▶ [Dataset records]:
══════════

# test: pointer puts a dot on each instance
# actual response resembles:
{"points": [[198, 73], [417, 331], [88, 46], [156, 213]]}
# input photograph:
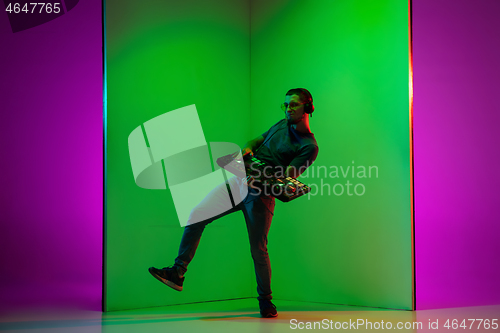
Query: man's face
{"points": [[294, 112]]}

══════════

▶ [SET TASK]:
Rewrite every line of the rows above as a JSON list of strings, one string per line, omitting blank lines. Leave the pictures out.

▶ [RESPONSE TO THIS EXERCISE]:
[
  "# test: pointer puts a dot on each instance",
  "# actual response resembles:",
  "{\"points\": [[198, 73], [417, 331], [88, 46], [156, 213]]}",
  "# input photograph:",
  "Query: man's face",
  "{\"points\": [[294, 112]]}"
]